● **THE RECORDS**:
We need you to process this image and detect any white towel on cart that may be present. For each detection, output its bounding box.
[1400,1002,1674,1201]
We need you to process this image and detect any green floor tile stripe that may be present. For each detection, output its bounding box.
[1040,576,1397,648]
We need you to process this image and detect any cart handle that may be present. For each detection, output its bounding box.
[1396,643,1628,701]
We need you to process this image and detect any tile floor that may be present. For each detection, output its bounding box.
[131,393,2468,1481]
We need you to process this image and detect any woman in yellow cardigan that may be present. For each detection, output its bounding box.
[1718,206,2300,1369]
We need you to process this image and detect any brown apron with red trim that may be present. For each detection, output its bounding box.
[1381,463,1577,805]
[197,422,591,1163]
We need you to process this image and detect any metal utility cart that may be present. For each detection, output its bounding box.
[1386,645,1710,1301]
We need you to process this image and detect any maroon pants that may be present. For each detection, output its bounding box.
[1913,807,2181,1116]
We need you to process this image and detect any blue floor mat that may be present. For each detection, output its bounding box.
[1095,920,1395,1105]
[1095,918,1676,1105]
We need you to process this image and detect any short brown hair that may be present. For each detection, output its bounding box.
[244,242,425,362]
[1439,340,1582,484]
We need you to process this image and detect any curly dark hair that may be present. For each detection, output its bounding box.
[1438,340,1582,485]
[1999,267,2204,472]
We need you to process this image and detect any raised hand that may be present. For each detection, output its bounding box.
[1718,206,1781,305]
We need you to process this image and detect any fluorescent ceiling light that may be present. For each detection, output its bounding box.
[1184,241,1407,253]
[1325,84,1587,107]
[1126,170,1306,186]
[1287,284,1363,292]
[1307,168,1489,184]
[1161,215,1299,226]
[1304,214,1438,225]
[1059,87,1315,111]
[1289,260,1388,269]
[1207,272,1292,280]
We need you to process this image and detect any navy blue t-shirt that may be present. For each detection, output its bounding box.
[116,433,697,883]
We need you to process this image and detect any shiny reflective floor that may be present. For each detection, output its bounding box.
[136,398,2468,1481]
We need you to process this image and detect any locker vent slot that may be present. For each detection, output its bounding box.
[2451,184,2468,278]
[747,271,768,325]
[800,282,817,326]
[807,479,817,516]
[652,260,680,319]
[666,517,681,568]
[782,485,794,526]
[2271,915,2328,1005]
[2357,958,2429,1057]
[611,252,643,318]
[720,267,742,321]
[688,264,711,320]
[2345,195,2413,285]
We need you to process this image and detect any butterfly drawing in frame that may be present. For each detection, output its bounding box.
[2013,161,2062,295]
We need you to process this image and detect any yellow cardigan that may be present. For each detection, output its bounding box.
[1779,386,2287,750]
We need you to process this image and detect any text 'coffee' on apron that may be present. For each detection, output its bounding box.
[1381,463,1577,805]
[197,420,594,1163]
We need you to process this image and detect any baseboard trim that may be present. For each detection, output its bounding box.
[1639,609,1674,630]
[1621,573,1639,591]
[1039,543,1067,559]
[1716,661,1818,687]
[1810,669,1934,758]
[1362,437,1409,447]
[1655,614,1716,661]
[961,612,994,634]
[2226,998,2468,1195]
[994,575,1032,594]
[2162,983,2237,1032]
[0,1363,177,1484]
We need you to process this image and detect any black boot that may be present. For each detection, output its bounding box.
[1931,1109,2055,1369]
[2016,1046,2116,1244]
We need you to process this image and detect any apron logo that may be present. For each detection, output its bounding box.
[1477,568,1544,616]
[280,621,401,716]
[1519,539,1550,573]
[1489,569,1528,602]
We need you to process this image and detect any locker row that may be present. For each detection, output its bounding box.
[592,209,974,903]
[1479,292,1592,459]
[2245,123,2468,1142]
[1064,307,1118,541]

● **AIM OF THE EXERCISE**: Word for word, repeat the records above.

● **REPLY TO THE TASK**:
We need you to process this image and detect any white towel on cart that may be present. For each detection, output its bounding box.
[1400,1002,1674,1201]
We need you to process this image and detect any green floor tile stripe that may be present. For each detection, output its bounding box.
[1040,576,1397,648]
We need you to process this image and detect any cart handle that may be present. For each detection, output its bounding box.
[1396,643,1628,701]
We need you to process this image and detect any tile floor that may be present. For each detection, output its bounding box.
[131,393,2468,1481]
We need you to process this image and detect any woman in yellow cardigan that may be present. For each detection, output its bounding box.
[1718,206,2300,1369]
We need you to process this image and detect any brown apron with red trim that may be present. For each detection, output its bounding box.
[1381,463,1577,805]
[197,422,591,1163]
We need you to process this image and detect any metal utility cart that may be present. For each detection, output its bounding box.
[1386,645,1710,1301]
We need you to process this image and detect any maroon pants that may be present. For each detection, output its bounding box.
[1913,807,2181,1116]
We need you to process this image and detect any blue floor mat that may be present. For each detection, output its bounding box.
[1095,920,1395,1105]
[1095,918,1676,1105]
We need you to process this image and detect any short brown hair that may be present. For each detection, output its bounding box.
[244,242,425,362]
[1439,340,1582,484]
We need you to process this image and detect any curly dark hair that may be present. For each detection, output its bounding box.
[1438,340,1582,485]
[1999,267,2204,472]
We need you to process this image and detect any raised hand that may be present. For each detection, output its bounding box.
[1718,206,1781,305]
We need you to process this image and detect any fluorescent ceiling light that may be present. For each detection, output its bounding box.
[1184,241,1407,253]
[1325,84,1587,107]
[1126,170,1306,186]
[1287,284,1363,292]
[1307,168,1489,184]
[1161,215,1299,226]
[1304,214,1438,225]
[1059,87,1315,111]
[1289,260,1388,269]
[1207,272,1292,280]
We need you to process this image and detect any navy blue t-shirt that may be present. For each detection, output its bounding box.
[116,433,697,883]
We need you to process this image and detect any shiny reflective floor that may be present. For each detection, output its bounding box.
[136,398,2468,1481]
We need you to process this image and detect any locker vent slot that may be present. For each detection, output its bounding box.
[2451,184,2468,278]
[747,271,768,325]
[800,282,817,326]
[807,479,817,516]
[652,260,680,319]
[666,517,681,568]
[782,485,794,526]
[2271,915,2328,1005]
[2357,958,2429,1057]
[611,252,643,318]
[720,267,742,321]
[688,264,711,320]
[2345,195,2413,285]
We need you to process this image and detect any butterfly drawing in frame that may be present. For each detection, output its bounding box.
[2013,161,2062,295]
We need you to process this image and detect any yellow cardigan that may be present. For each detection, output its bounding box.
[1779,386,2287,750]
We need you to process this image and detect any text 'coffee' on apron that may be present. For each detection, output its bounding box.
[1381,463,1577,805]
[197,420,594,1163]
We need you to process this image and detect any baseboard trim that may be present. For each detection, output its bounding box.
[1639,609,1674,630]
[1621,573,1639,591]
[1039,543,1067,559]
[1716,661,1818,687]
[1810,669,1934,758]
[1362,437,1409,447]
[1655,614,1716,661]
[961,612,994,634]
[2226,998,2468,1195]
[994,575,1032,594]
[2162,983,2237,1032]
[0,1363,177,1484]
We need you to process this image and detect any black boot that may be present. For each detection, output its bounding box.
[1931,1109,2055,1369]
[2016,1046,2116,1244]
We need you to process this image and detect any apron logo that may be present. For each detection, output its bounding box.
[1477,568,1544,616]
[280,621,401,716]
[1519,539,1550,573]
[1489,569,1528,602]
We need you to process this image and detect any locker row that may be present. For each detection, output its bounding box.
[592,209,974,903]
[1479,292,1592,459]
[2245,123,2468,1142]
[1064,307,1118,541]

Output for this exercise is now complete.